-- THE RECORDS --
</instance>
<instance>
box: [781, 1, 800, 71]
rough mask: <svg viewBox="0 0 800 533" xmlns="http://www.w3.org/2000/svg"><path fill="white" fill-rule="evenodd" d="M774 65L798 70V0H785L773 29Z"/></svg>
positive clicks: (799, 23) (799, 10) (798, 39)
==
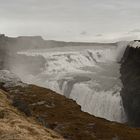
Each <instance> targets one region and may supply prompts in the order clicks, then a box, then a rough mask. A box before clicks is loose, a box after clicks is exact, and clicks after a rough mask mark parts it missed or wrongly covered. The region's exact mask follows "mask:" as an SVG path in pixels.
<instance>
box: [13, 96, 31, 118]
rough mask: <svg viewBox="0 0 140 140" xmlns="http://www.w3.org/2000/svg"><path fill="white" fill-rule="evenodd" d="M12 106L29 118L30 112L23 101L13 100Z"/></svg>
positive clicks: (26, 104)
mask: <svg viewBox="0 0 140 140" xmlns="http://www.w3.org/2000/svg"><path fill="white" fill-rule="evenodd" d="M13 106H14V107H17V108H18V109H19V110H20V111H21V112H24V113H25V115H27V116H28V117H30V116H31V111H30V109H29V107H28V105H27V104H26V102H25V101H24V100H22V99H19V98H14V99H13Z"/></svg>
...
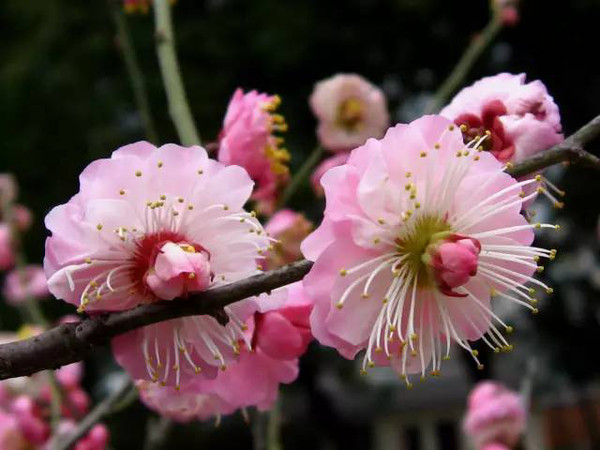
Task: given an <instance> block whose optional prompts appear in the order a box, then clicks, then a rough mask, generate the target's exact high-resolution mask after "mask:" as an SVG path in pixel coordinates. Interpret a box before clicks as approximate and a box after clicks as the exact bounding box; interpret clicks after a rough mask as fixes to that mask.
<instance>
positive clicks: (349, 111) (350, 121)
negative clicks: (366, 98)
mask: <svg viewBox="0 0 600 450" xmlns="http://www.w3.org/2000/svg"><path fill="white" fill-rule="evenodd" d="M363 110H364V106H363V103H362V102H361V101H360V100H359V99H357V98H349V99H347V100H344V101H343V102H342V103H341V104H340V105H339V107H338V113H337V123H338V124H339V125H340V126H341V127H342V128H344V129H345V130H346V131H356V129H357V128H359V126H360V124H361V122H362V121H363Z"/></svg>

-- TASK STATEMENT --
An exact, complete copy of the lines above from the one with "</instance>" through the one with "positive clicks: (799, 23)" is the whole answer.

-- COMPLETED TASK --
</instance>
<instance>
box: [781, 1, 800, 71]
rough mask: <svg viewBox="0 0 800 533" xmlns="http://www.w3.org/2000/svg"><path fill="white" fill-rule="evenodd" d="M774 65L798 70V0H785L773 29Z"/></svg>
positive clicks: (799, 23) (799, 10) (798, 39)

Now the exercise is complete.